Prompt: Go through the material under this sentence. Return every line holding "black".

---

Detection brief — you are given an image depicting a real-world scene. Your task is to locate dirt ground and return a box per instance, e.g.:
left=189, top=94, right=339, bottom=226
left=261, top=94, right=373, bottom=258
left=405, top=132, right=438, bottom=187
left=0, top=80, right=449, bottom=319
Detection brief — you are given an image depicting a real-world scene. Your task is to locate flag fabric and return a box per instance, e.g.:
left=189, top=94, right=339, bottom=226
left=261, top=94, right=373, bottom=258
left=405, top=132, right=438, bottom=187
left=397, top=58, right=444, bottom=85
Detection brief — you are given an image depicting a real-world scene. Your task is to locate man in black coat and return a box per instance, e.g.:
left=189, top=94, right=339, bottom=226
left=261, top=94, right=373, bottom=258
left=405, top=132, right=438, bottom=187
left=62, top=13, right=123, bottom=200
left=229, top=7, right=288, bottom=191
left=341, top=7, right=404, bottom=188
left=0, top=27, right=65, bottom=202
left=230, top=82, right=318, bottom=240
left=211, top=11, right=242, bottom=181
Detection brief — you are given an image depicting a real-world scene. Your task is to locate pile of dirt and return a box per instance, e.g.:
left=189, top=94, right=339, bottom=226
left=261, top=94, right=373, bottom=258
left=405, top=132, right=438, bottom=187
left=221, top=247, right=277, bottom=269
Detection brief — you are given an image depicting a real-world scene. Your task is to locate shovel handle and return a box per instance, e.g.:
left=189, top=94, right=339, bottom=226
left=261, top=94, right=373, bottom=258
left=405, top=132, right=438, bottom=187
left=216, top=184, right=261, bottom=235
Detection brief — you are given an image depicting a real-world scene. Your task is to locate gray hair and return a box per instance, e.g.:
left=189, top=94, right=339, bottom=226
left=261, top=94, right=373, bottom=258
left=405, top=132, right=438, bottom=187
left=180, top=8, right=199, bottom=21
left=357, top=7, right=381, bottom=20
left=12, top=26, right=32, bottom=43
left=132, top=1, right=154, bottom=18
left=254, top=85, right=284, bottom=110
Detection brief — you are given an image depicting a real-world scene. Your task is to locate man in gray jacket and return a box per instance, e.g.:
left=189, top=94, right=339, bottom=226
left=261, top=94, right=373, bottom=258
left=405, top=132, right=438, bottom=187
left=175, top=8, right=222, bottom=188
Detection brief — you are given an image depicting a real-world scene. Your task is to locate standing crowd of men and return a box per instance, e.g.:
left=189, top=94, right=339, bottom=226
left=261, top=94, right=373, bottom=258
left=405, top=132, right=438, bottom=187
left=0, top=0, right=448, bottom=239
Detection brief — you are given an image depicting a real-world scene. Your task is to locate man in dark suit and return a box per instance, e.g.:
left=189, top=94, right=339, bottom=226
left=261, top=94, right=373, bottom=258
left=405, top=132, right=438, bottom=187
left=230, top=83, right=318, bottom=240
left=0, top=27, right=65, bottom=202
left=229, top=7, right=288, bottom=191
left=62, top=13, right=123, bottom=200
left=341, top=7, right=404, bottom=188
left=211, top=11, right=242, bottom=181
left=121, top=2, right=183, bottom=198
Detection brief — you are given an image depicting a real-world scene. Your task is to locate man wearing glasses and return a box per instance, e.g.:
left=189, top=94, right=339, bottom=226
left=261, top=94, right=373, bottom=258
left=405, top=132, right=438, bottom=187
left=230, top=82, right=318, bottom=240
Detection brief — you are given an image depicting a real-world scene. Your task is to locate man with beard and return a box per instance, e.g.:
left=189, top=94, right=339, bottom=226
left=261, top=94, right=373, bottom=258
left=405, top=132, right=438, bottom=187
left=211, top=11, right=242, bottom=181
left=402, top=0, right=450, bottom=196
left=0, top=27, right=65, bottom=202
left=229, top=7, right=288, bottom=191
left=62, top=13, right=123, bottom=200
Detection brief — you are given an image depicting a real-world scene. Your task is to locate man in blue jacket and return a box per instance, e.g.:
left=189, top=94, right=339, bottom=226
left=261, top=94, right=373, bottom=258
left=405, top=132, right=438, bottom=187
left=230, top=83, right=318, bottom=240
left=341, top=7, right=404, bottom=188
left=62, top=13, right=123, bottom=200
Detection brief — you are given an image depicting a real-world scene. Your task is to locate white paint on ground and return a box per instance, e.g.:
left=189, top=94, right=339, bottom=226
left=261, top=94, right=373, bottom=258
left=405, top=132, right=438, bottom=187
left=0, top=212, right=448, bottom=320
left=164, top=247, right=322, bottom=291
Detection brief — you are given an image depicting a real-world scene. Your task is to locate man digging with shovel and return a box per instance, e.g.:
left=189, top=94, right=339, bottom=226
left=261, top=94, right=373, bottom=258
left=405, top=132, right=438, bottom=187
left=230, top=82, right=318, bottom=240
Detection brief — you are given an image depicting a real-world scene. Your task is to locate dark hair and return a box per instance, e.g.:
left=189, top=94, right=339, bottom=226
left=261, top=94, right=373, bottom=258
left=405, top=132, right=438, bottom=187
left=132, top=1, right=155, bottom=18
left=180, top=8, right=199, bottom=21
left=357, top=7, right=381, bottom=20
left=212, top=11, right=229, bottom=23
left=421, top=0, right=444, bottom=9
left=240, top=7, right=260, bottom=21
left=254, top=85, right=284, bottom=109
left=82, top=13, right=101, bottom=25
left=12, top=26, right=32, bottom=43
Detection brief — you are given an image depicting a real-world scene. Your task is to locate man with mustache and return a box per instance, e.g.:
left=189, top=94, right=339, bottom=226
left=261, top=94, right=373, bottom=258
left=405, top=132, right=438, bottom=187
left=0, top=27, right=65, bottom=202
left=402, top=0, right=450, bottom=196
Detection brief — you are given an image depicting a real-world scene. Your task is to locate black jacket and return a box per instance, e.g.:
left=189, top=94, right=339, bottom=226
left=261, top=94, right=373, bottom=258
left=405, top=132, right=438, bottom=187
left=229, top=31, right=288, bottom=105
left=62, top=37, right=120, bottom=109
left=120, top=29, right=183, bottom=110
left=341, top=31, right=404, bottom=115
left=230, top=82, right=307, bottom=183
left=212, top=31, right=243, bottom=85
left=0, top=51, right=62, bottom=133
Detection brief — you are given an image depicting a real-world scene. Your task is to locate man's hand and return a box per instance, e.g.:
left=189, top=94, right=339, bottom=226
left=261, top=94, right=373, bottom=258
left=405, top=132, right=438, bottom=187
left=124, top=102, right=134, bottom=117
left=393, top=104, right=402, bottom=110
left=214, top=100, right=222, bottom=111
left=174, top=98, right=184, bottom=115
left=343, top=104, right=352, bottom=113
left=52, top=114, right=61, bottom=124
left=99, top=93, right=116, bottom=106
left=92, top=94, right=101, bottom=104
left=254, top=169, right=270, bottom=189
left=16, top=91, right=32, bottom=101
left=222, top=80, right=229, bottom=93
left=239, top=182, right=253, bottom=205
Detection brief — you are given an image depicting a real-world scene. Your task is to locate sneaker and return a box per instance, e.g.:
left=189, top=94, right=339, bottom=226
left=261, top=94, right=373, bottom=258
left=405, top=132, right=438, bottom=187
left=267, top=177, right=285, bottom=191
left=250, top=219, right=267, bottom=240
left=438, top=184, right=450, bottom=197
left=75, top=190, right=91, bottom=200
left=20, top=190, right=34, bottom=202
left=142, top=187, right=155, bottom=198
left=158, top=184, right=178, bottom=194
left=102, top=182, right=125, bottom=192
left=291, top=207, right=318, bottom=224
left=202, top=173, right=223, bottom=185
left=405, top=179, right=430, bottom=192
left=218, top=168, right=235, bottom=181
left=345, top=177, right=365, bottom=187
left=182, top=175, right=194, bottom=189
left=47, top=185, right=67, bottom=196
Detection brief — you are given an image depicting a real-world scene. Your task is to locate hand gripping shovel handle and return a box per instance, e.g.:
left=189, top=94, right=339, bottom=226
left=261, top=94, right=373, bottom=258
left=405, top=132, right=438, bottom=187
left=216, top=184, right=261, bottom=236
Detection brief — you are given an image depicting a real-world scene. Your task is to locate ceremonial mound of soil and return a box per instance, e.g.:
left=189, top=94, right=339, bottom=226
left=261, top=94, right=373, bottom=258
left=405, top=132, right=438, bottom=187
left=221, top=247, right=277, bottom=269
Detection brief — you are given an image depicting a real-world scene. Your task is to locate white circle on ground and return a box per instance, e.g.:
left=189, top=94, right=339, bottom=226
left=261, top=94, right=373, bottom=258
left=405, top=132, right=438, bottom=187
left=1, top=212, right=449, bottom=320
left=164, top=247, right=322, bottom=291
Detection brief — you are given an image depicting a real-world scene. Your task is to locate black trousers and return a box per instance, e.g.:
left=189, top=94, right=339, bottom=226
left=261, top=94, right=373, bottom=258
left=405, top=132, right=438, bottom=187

---

Answer space:
Detection brief — you are given an image depicting a real-world scene. Your task is to locate man in black coat and return a box per instance, e.g.:
Detection brief — you are given an image depicting a real-world scene. Your task is to locate black jacket and return a box per instance, e.g.:
Detection brief — you are given an image depicting a real-world scene. Your task is to locate black trousers and return a box per instance, e.g.:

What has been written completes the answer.